_Instructions for the task_
Give only the number of lines in the rows below that contain the string "hair".

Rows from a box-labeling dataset
-- begin --
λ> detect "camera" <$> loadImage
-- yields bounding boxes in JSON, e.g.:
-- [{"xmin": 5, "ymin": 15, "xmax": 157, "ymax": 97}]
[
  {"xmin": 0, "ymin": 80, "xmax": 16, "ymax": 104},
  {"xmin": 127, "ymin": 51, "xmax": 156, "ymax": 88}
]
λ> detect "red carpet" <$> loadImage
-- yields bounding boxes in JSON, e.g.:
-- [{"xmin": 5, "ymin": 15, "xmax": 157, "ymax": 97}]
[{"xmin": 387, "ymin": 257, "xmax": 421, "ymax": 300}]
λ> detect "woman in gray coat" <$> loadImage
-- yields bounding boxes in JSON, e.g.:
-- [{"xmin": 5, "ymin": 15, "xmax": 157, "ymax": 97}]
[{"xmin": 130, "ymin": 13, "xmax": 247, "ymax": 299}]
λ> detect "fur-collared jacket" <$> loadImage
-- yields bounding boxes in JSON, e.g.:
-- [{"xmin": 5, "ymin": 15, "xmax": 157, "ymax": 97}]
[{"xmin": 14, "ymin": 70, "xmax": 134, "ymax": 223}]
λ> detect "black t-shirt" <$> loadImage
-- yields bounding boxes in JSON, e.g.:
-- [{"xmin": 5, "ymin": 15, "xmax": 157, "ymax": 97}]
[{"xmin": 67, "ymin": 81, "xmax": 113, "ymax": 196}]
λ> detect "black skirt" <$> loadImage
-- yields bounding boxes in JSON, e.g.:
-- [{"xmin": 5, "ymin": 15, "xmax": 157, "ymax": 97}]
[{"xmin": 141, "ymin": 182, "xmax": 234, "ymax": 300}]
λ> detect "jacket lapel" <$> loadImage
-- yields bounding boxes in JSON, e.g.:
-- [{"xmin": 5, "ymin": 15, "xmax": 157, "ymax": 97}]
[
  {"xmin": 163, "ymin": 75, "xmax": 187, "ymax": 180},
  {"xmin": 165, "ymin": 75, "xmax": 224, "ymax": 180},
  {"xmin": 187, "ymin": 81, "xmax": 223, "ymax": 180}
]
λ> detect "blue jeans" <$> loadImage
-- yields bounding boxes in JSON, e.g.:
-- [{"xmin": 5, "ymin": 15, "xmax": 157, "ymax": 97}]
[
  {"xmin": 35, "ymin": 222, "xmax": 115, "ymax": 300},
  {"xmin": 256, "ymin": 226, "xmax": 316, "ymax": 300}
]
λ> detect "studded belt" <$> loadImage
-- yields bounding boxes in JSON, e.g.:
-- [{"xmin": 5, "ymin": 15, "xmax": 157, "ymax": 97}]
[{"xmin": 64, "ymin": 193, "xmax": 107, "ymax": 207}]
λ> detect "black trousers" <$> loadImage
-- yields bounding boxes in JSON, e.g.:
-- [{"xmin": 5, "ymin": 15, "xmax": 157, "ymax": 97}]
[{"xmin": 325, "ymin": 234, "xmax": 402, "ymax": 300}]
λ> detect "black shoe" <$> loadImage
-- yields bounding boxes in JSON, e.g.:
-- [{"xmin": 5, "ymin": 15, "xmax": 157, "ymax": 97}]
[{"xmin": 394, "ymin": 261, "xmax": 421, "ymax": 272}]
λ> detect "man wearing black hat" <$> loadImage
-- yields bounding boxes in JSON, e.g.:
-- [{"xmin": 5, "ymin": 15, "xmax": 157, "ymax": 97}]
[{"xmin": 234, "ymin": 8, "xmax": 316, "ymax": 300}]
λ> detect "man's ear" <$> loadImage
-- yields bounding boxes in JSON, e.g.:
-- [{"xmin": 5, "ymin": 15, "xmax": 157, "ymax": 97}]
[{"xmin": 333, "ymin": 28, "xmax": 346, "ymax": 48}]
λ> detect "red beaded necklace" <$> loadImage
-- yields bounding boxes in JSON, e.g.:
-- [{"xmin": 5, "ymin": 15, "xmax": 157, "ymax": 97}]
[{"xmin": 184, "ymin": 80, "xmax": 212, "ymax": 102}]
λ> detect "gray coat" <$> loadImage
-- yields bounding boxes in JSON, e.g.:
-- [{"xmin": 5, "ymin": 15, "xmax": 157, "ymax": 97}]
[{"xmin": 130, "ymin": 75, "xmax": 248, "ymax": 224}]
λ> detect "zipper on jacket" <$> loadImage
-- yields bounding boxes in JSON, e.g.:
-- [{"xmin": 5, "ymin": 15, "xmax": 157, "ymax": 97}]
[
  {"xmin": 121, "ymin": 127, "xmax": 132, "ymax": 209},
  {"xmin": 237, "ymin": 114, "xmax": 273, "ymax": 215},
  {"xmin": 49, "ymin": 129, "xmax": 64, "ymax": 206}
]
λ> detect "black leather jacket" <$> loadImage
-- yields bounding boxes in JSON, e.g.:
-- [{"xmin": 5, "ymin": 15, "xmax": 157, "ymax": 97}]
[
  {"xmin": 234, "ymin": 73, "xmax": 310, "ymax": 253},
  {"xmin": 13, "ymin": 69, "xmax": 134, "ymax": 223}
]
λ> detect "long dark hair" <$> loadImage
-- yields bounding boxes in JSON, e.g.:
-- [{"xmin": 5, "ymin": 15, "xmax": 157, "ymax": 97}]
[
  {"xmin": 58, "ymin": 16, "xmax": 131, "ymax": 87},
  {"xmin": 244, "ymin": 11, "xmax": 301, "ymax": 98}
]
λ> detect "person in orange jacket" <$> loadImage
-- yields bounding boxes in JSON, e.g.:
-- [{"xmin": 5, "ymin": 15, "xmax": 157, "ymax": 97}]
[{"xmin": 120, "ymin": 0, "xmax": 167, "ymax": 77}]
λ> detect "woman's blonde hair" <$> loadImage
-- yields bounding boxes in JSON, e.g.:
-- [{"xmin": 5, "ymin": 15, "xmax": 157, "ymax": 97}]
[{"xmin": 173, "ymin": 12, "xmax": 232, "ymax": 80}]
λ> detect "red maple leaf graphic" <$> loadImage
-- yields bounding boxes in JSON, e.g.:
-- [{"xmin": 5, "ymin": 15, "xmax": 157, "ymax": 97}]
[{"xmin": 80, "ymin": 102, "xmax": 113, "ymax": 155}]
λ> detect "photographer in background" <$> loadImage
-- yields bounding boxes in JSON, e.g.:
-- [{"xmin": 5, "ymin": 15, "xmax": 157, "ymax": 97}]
-- end --
_Finished exercise_
2